Your goal:
Only the lines from the one containing "Question. Place a dot on every instance of the pink" through the end of the entries should be repeated, exactly as they appear, first and last included.

Supplied records:
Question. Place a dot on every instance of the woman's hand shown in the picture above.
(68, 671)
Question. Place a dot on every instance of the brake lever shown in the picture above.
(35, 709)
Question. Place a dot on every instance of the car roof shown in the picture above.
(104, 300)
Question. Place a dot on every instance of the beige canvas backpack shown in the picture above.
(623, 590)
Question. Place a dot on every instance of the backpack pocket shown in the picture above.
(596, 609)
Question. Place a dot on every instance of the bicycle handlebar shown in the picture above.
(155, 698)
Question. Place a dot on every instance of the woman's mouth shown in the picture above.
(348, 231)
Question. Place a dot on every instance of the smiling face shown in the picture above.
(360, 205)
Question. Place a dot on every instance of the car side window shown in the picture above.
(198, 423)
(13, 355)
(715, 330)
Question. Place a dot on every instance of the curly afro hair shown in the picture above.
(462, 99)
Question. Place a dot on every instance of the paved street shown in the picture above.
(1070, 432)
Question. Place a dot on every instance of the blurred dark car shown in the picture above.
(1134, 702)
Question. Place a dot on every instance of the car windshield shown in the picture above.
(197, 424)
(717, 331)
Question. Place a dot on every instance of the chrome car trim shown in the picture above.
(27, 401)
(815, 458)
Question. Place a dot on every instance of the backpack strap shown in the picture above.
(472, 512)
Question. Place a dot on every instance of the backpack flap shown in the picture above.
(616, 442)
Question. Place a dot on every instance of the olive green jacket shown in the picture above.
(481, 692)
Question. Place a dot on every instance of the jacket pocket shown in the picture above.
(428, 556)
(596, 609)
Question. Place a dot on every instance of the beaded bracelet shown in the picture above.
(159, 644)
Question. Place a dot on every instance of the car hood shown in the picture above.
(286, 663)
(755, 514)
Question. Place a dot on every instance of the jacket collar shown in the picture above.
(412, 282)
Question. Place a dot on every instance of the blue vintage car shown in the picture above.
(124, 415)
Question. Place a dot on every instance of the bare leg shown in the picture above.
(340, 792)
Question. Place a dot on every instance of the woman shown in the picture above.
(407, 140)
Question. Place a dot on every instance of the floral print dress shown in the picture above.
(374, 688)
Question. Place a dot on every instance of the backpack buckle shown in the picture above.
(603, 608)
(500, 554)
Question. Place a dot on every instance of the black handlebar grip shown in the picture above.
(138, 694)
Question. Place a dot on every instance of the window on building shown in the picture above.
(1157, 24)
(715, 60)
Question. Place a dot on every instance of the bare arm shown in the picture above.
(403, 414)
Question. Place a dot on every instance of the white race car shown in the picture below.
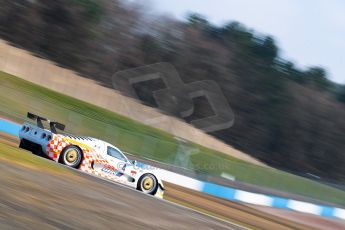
(88, 154)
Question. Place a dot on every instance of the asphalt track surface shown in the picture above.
(32, 199)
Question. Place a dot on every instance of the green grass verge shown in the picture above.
(17, 97)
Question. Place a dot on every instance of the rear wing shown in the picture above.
(52, 124)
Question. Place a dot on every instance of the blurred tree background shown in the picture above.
(290, 118)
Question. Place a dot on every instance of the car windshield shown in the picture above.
(116, 153)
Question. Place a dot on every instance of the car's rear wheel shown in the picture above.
(148, 184)
(71, 156)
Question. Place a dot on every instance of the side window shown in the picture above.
(115, 153)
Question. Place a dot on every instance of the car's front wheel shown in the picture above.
(148, 184)
(71, 156)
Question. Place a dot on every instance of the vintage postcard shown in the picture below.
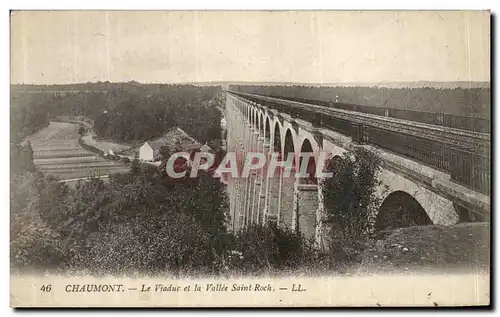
(250, 158)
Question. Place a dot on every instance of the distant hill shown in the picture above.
(415, 84)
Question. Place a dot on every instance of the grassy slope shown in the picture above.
(455, 248)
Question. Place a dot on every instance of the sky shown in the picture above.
(60, 47)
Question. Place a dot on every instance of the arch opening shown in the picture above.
(261, 124)
(277, 139)
(306, 150)
(400, 210)
(267, 130)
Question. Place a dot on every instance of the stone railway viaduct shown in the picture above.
(426, 169)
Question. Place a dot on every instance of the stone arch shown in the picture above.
(305, 148)
(287, 206)
(261, 122)
(276, 137)
(289, 145)
(274, 181)
(251, 115)
(267, 129)
(400, 209)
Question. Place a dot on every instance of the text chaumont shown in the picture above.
(94, 288)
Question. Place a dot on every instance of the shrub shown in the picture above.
(260, 248)
(350, 200)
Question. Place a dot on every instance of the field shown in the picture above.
(103, 145)
(56, 152)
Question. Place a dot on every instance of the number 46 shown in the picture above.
(46, 288)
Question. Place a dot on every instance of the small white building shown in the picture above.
(150, 150)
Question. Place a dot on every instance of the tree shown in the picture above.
(350, 197)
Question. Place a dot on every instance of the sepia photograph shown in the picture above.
(273, 158)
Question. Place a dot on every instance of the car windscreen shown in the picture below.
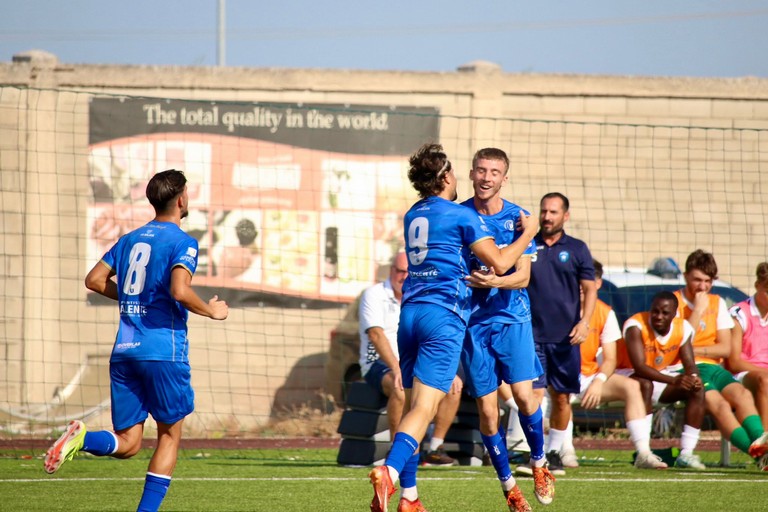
(628, 300)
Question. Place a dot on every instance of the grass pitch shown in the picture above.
(309, 480)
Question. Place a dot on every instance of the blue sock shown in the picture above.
(497, 449)
(402, 450)
(408, 474)
(533, 428)
(155, 487)
(102, 442)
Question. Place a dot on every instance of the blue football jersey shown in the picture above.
(496, 304)
(153, 326)
(438, 234)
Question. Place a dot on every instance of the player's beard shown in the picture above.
(551, 230)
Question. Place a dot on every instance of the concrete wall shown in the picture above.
(653, 166)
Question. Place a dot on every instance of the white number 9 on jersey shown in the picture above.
(418, 235)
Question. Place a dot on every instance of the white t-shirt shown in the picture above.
(378, 308)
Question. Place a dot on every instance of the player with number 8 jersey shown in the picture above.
(439, 235)
(149, 273)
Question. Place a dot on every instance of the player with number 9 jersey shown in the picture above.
(153, 326)
(438, 237)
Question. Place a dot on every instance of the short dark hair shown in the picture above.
(164, 188)
(246, 232)
(428, 166)
(761, 272)
(491, 154)
(703, 261)
(598, 268)
(557, 195)
(665, 295)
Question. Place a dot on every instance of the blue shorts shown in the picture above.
(160, 388)
(495, 352)
(375, 375)
(562, 367)
(429, 340)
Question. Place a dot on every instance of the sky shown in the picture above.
(699, 38)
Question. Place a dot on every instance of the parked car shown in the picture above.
(342, 366)
(629, 291)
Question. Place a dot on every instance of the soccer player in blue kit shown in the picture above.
(499, 344)
(149, 367)
(439, 235)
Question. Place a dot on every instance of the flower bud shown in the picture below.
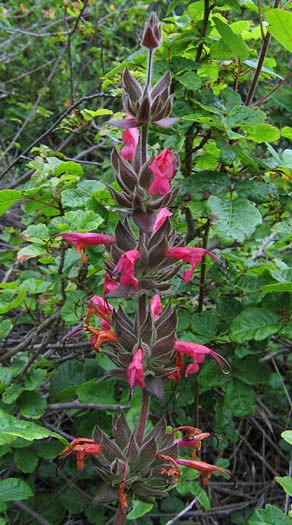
(152, 33)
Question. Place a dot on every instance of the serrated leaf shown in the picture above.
(262, 133)
(281, 26)
(234, 42)
(234, 220)
(12, 426)
(14, 489)
(254, 323)
(244, 116)
(8, 198)
(276, 288)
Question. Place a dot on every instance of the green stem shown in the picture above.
(260, 64)
(143, 417)
(120, 517)
(200, 309)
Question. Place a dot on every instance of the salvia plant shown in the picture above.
(143, 256)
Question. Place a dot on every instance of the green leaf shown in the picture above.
(8, 198)
(26, 460)
(281, 26)
(14, 489)
(234, 42)
(32, 404)
(269, 516)
(190, 80)
(69, 168)
(254, 323)
(262, 133)
(287, 435)
(244, 116)
(92, 392)
(286, 483)
(276, 288)
(287, 132)
(12, 426)
(139, 508)
(87, 114)
(240, 399)
(7, 302)
(234, 220)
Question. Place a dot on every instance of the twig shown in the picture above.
(261, 250)
(184, 511)
(47, 132)
(77, 405)
(31, 512)
(263, 99)
(31, 113)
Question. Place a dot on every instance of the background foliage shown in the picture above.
(60, 74)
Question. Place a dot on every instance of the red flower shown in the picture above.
(130, 138)
(109, 284)
(192, 256)
(100, 336)
(179, 363)
(125, 267)
(197, 353)
(161, 217)
(81, 447)
(135, 371)
(82, 240)
(156, 306)
(99, 306)
(162, 168)
(203, 467)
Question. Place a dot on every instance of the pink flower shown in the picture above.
(82, 240)
(192, 256)
(156, 306)
(162, 168)
(135, 371)
(161, 217)
(130, 138)
(125, 267)
(104, 308)
(203, 467)
(197, 353)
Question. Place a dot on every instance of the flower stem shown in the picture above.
(143, 417)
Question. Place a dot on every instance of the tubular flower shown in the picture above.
(203, 467)
(161, 217)
(130, 138)
(125, 267)
(135, 370)
(101, 336)
(179, 363)
(82, 240)
(192, 438)
(99, 306)
(162, 168)
(197, 353)
(109, 284)
(156, 306)
(81, 447)
(192, 256)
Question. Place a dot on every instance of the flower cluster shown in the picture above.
(145, 350)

Problem solution:
Question. Place a dot on every instance of the pink flower shown in the picture above.
(82, 240)
(192, 256)
(156, 306)
(162, 168)
(135, 371)
(161, 217)
(130, 138)
(125, 267)
(104, 308)
(203, 467)
(197, 353)
Question. Place a dot on every instance of the flower stem shown in the picture above.
(143, 417)
Question. Place a dot on every instance of the tubular flower shown in the picture above.
(203, 467)
(161, 217)
(130, 138)
(125, 267)
(135, 370)
(101, 336)
(179, 363)
(82, 240)
(192, 438)
(99, 306)
(162, 168)
(197, 353)
(109, 284)
(156, 306)
(81, 447)
(192, 256)
Question. Place a dot on every instance of the flower cluster shown in the picture above.
(145, 350)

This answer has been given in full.